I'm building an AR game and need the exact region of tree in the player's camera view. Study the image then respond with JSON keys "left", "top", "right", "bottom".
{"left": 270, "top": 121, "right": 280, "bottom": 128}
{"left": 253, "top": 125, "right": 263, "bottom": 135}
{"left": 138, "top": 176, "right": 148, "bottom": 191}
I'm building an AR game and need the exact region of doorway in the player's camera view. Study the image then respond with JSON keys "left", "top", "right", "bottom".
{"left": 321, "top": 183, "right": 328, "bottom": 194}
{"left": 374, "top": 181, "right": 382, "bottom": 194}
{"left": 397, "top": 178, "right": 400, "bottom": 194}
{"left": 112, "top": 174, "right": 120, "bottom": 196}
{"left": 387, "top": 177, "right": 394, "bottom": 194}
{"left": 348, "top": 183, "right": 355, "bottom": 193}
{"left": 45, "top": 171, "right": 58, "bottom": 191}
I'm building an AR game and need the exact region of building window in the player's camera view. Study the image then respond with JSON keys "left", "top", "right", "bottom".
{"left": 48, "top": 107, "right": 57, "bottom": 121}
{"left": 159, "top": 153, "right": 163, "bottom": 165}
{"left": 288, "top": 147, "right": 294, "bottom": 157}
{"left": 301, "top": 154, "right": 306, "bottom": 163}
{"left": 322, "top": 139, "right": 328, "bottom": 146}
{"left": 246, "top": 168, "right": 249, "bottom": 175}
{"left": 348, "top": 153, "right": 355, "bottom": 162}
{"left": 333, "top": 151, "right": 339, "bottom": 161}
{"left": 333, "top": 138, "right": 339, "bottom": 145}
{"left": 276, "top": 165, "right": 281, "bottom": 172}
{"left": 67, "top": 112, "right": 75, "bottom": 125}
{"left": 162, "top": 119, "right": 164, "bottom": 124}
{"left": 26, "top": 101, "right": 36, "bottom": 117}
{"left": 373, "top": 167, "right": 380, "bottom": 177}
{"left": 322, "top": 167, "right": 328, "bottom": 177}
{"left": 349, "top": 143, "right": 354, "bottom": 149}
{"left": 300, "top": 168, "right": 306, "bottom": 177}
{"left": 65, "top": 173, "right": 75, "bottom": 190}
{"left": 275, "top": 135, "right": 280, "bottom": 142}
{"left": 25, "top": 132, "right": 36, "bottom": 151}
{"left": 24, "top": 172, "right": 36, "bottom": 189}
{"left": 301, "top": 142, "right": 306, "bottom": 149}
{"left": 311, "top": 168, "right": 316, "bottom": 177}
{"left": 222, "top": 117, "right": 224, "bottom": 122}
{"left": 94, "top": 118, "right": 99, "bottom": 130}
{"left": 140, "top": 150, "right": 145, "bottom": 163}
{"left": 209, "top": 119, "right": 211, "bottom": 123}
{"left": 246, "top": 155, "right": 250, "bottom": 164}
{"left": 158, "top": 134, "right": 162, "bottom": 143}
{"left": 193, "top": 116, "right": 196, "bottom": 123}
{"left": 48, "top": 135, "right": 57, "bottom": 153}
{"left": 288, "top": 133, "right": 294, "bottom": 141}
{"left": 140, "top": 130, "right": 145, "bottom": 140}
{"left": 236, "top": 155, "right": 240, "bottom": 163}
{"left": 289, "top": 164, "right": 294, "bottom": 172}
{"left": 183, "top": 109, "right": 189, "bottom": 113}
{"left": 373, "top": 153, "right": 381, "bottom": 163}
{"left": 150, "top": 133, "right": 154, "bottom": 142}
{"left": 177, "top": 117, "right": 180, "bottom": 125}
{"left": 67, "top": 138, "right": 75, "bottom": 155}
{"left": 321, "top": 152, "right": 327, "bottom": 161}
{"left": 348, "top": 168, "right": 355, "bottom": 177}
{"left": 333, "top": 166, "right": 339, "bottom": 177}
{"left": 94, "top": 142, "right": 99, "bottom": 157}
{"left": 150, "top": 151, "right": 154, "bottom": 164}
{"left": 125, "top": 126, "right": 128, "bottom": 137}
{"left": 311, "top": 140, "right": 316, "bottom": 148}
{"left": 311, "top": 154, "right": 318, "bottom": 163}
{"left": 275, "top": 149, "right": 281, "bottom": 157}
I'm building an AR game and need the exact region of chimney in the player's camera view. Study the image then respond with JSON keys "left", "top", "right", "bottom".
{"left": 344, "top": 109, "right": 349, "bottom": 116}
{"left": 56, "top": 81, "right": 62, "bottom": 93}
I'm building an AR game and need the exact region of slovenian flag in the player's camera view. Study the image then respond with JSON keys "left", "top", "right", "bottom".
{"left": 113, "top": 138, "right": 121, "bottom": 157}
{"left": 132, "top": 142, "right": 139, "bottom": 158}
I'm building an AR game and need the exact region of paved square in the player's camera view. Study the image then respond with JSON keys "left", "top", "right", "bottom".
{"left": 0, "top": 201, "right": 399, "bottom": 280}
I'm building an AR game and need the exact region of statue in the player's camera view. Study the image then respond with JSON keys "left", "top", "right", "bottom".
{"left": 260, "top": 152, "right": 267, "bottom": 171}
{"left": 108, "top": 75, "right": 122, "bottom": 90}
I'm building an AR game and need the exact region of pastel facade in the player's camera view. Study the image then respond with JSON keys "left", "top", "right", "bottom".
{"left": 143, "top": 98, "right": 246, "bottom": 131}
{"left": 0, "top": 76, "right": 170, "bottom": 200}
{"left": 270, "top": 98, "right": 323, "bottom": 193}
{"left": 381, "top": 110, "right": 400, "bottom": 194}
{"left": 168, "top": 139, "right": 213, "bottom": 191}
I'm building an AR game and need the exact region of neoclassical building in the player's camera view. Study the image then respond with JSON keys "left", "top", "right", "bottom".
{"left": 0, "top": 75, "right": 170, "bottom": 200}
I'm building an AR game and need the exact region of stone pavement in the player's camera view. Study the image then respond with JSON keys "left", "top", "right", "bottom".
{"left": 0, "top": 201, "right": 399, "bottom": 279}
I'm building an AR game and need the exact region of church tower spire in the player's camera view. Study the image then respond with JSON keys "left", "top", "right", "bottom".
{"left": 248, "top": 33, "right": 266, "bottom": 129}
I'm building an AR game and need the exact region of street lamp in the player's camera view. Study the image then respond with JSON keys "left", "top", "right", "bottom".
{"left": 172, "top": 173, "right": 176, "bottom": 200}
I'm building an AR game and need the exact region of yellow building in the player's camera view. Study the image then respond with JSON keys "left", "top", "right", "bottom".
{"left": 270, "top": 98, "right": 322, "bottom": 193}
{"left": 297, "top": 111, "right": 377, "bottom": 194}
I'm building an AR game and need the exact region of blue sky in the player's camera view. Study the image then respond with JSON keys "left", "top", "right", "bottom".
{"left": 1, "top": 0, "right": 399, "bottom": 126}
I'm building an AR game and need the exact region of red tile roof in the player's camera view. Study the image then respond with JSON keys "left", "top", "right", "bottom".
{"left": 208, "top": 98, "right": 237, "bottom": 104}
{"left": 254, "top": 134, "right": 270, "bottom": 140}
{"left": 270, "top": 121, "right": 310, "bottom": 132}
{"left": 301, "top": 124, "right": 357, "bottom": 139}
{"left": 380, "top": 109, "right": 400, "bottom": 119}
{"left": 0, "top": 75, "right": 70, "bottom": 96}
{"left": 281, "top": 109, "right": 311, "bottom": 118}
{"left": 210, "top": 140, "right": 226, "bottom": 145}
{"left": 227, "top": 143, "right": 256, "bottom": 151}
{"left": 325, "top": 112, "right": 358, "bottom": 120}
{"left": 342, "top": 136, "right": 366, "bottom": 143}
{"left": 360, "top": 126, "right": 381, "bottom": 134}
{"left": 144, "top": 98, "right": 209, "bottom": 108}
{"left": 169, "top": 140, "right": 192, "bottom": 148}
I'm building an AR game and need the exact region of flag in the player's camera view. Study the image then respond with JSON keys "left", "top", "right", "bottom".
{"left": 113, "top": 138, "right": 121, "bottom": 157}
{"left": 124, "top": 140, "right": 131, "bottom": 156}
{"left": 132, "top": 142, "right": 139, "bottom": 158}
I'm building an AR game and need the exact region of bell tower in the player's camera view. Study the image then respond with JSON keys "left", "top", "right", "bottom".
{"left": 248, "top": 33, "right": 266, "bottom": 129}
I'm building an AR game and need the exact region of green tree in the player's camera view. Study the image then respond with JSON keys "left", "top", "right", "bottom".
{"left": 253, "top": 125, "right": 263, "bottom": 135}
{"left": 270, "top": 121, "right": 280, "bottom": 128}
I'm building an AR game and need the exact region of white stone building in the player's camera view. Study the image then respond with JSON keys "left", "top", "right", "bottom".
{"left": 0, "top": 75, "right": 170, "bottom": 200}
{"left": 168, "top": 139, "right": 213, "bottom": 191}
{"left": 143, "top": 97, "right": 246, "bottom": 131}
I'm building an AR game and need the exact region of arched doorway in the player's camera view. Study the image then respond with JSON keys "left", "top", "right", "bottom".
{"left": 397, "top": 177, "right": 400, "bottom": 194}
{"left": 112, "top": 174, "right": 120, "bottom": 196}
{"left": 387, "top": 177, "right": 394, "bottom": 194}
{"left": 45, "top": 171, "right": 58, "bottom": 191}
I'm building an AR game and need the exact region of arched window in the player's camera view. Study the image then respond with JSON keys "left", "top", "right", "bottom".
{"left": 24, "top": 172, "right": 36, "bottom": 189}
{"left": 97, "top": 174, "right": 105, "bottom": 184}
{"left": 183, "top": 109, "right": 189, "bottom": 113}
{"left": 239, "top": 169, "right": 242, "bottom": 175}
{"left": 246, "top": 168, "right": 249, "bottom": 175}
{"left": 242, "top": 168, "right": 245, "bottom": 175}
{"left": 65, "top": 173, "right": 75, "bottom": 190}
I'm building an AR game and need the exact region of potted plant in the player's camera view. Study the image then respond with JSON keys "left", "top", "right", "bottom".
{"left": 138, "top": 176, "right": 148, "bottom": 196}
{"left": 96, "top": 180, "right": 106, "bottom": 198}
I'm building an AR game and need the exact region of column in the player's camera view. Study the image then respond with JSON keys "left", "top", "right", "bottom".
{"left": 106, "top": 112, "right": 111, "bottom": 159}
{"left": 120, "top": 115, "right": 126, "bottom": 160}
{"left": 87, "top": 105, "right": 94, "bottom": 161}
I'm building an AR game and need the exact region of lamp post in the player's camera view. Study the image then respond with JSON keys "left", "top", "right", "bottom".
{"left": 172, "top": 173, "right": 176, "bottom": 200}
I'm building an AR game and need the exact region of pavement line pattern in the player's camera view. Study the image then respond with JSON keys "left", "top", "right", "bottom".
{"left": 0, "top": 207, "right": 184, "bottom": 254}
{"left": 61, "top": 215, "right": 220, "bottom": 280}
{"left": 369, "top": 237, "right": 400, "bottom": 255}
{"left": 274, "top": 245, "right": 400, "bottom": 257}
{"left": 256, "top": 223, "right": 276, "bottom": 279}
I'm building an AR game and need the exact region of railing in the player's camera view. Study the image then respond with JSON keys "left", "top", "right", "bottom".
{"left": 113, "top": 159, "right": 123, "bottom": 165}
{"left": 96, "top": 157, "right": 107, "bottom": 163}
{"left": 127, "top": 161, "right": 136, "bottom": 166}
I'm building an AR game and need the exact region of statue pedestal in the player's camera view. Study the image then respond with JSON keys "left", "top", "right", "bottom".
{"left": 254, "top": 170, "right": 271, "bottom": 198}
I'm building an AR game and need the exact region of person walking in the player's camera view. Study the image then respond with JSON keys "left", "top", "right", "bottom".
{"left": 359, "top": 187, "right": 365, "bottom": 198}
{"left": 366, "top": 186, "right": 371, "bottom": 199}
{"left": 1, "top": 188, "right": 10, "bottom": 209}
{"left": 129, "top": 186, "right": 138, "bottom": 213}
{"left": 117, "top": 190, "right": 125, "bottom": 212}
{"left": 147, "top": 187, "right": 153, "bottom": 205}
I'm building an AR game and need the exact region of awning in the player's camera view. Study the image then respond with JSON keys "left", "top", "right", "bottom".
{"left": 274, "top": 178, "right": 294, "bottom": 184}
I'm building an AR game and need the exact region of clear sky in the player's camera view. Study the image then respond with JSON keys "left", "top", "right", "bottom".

WHAT IS BEING ASKED: Print exactly, and only, the lines from the line containing "region of awning" through the final line of the records, both included.

ANSWER SPACE:
I'm building an AR game and need the exact region of awning in the player's camera view. Study the image then respond with JSON keys "left", "top", "right", "bottom".
{"left": 274, "top": 178, "right": 294, "bottom": 184}
I'm building an AR game and need the exact region of clear sky in the player's camera view. Study the image then respond with JSON keys "left", "top", "right", "bottom".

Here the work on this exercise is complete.